### [SHORT PROBLEM]
In the newsletter below, write out the passage from "So, please bear" up to and including "to look at!", word for word.

### [EXCERPT PROVIDED]
□ □ □ □ □ □ □

Clio got coffeed
Please bear with me while I dry off and meantime, here are some historical pictures!
Hello,
Happy Friday and thank you for being a subscriber to Coffee with Clio! If this is your first letter, I’m sorry. This is not business as usual. If you’ve been here a while, you know this isn’t business as usual but I’m still sorry.
You see, yesterday my love of coffee and my love of the historical muse, the wonderful Clio, coincided in exactly the wrong way. There I was, settling down at my desk with my laptop open, a fresh cup of coffee and happy hours ahead looking at Chola inscriptions from 10th-century South Asia. I dabbed on a bit of hand cream, for the chilly air of Istanbul can dry the skin. I picked up my coffee, feeling that all was well with that particular moment. I’m sure you see, as I did not, where danger might lie…
Down slipped the handle of the coffee cup through my slippery grip and everywhere went the coffee. Not a lot of it got onto my laptop but enough that I am typing this on my phone. I can’t currently type ‘p’ or ‘o’ on my computer. It is the case that, with sufficient creativity, it is viable to say quite a bit while using just letters that exclude the absent cases but… as you can see, it gets pretty convoluted pretty quickly.
So, please bear with me. I’ll be back next week with some fully alphabetically enriched historic delights but in the meantime, to brighten up your Friday and mine, here are some very cool historic things to look at!
This is the abbey of Pomposa, between Venice and Ravenna, in northeastern Italy. It was built in the 6th century as a Benedictine monastic centre, though most of the standing buildings today date from the 11th century and just after. The land around it is fly for miles around, so that this would have stood out in the landscape. Abbeys like this, in the second half of the fist millennium CE across Italy became centres not just of religion but of local government as the Roman Empire shrank and lost a lot of its state capacity. Over the centuries, Pomposa became a major centre for justice, administration and music.

□ □ □ □ □ □ □

### [DATA SUPPLIED]
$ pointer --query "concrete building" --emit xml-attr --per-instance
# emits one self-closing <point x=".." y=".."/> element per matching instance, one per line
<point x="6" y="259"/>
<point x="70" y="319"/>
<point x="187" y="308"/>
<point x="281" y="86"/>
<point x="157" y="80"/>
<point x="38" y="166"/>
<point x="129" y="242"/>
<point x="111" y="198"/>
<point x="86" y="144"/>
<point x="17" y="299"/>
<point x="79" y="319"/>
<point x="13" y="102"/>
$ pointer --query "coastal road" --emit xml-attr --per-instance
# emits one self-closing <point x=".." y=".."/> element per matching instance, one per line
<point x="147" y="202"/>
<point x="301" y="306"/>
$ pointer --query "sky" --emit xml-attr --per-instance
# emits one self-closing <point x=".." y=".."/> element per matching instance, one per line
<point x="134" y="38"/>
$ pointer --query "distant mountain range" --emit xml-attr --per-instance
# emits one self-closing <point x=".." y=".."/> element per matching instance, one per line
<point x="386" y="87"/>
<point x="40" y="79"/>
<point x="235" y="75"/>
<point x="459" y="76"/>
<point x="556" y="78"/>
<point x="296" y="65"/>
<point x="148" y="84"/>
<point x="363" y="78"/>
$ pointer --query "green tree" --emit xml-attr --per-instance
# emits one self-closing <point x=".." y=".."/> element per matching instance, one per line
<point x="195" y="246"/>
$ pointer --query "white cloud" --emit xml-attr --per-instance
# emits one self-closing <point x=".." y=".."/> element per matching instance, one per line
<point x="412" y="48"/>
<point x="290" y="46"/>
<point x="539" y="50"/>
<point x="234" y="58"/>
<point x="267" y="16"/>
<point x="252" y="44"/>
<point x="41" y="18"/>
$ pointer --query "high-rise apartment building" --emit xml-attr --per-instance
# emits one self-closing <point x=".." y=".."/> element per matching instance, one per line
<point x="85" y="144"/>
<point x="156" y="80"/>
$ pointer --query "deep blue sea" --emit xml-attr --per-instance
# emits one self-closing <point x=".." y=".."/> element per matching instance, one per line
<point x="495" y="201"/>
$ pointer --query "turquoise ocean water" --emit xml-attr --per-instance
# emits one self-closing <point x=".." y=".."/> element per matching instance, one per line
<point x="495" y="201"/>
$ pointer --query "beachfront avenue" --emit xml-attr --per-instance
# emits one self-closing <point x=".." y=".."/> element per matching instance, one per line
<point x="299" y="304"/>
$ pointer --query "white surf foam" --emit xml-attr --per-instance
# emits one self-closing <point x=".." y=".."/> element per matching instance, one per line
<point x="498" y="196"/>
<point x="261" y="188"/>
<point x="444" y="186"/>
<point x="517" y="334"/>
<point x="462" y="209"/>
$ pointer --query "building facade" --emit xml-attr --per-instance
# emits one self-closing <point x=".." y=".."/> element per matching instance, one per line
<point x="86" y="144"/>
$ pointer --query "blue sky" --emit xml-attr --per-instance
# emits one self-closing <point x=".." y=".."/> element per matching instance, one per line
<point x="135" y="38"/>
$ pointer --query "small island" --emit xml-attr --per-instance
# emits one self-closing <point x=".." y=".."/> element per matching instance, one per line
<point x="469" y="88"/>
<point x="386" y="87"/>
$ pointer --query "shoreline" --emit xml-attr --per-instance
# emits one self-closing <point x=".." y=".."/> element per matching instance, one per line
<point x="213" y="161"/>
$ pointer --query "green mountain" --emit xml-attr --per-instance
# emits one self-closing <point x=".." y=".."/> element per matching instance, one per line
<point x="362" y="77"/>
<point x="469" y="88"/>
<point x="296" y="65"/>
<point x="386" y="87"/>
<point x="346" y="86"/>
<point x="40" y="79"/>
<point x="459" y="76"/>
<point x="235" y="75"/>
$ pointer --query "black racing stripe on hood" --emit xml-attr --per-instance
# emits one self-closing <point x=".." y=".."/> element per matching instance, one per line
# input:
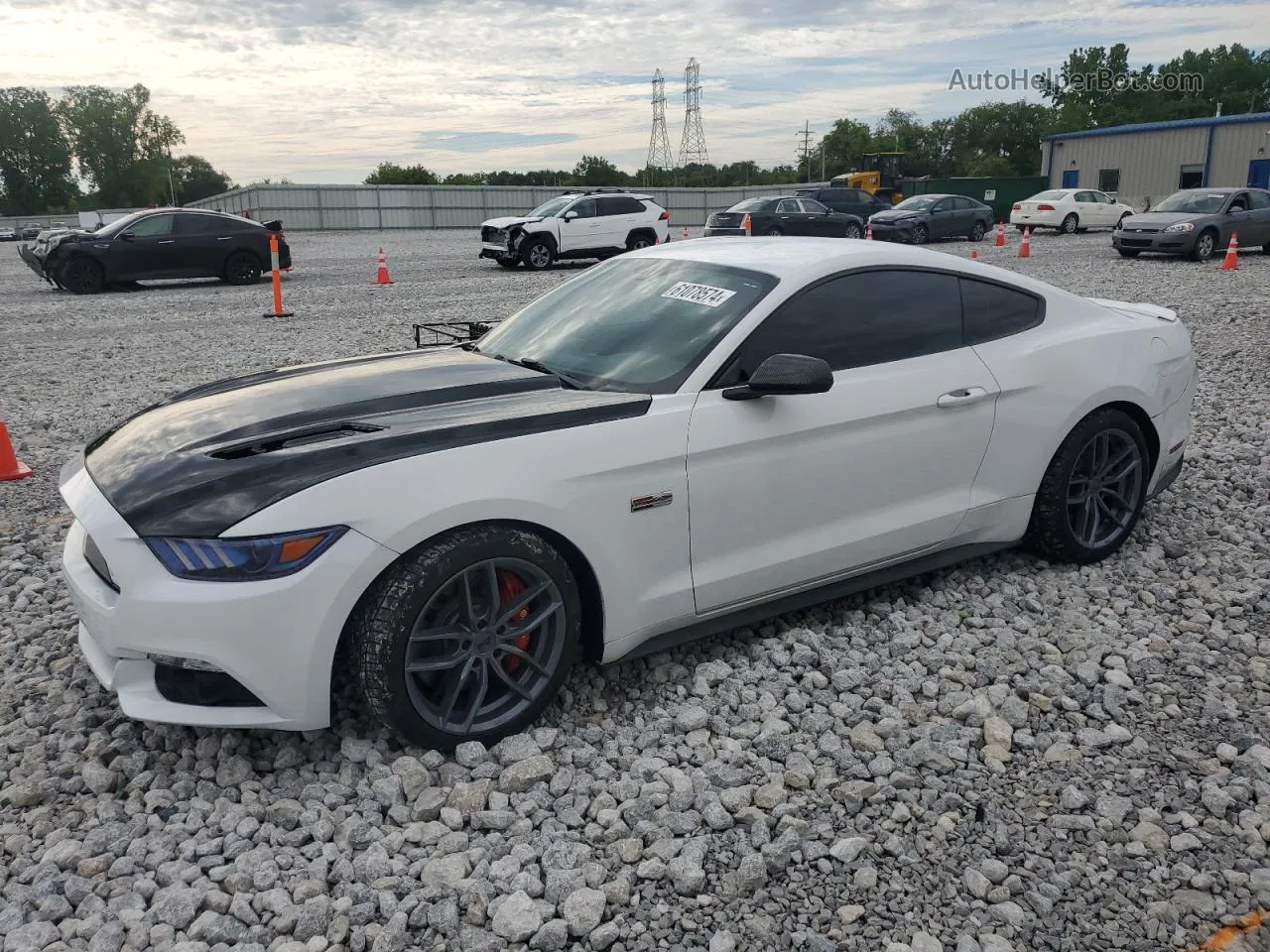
<point x="207" y="458"/>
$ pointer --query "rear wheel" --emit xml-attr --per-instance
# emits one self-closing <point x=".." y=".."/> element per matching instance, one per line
<point x="1205" y="245"/>
<point x="470" y="638"/>
<point x="536" y="254"/>
<point x="241" y="268"/>
<point x="1093" y="490"/>
<point x="82" y="276"/>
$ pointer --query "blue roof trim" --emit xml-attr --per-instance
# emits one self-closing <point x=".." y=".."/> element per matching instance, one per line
<point x="1167" y="125"/>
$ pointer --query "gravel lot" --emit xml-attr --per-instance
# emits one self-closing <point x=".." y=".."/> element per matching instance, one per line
<point x="1008" y="756"/>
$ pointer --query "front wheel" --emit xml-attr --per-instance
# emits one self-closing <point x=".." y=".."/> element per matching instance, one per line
<point x="1093" y="490"/>
<point x="81" y="276"/>
<point x="468" y="638"/>
<point x="538" y="255"/>
<point x="243" y="268"/>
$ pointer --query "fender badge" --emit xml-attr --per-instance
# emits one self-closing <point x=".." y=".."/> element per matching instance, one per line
<point x="653" y="502"/>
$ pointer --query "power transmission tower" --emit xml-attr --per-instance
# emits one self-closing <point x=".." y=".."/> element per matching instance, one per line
<point x="806" y="135"/>
<point x="693" y="148"/>
<point x="659" y="143"/>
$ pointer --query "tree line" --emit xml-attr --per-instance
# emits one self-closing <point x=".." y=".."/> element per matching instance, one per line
<point x="1093" y="87"/>
<point x="93" y="148"/>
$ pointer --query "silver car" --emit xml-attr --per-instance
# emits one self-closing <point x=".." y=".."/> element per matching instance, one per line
<point x="1198" y="222"/>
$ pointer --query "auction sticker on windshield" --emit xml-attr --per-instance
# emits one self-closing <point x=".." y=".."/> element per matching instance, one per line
<point x="698" y="294"/>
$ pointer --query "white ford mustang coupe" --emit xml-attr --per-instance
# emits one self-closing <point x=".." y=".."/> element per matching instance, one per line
<point x="680" y="440"/>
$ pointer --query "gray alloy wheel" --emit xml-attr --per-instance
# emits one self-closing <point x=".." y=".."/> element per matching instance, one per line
<point x="1205" y="245"/>
<point x="243" y="268"/>
<point x="536" y="255"/>
<point x="468" y="638"/>
<point x="1092" y="492"/>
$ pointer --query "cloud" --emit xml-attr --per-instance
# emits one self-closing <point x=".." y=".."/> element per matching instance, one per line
<point x="330" y="87"/>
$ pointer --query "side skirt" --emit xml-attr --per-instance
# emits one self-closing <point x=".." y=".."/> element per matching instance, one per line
<point x="799" y="601"/>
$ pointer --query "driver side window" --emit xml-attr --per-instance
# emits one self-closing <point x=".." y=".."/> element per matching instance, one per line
<point x="154" y="226"/>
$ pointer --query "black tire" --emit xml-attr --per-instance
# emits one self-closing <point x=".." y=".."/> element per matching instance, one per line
<point x="426" y="588"/>
<point x="1057" y="530"/>
<point x="1205" y="245"/>
<point x="81" y="276"/>
<point x="243" y="268"/>
<point x="538" y="254"/>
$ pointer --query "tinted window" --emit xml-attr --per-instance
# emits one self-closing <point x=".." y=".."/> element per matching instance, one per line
<point x="154" y="225"/>
<point x="204" y="225"/>
<point x="994" y="311"/>
<point x="862" y="318"/>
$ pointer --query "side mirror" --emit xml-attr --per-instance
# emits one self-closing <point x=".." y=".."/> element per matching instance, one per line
<point x="783" y="375"/>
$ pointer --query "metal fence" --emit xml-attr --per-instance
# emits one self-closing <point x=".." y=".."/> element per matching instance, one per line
<point x="336" y="207"/>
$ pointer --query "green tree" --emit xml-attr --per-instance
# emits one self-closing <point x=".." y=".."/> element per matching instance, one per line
<point x="35" y="154"/>
<point x="195" y="178"/>
<point x="121" y="145"/>
<point x="393" y="175"/>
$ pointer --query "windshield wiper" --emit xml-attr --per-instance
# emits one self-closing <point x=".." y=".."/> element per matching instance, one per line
<point x="531" y="365"/>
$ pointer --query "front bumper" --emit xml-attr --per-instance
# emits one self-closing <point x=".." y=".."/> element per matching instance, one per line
<point x="1171" y="243"/>
<point x="276" y="638"/>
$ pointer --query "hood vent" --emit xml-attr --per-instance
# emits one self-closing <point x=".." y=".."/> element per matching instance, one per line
<point x="296" y="438"/>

□ □ □ □ □ □ □

### [SOLUTION TO THE PROBLEM]
So, please bear with me. I’ll be back next week with some fully alphabetically enriched historic delights but in the meantime, to brighten up your Friday and mine, here are some very cool historic things to look at!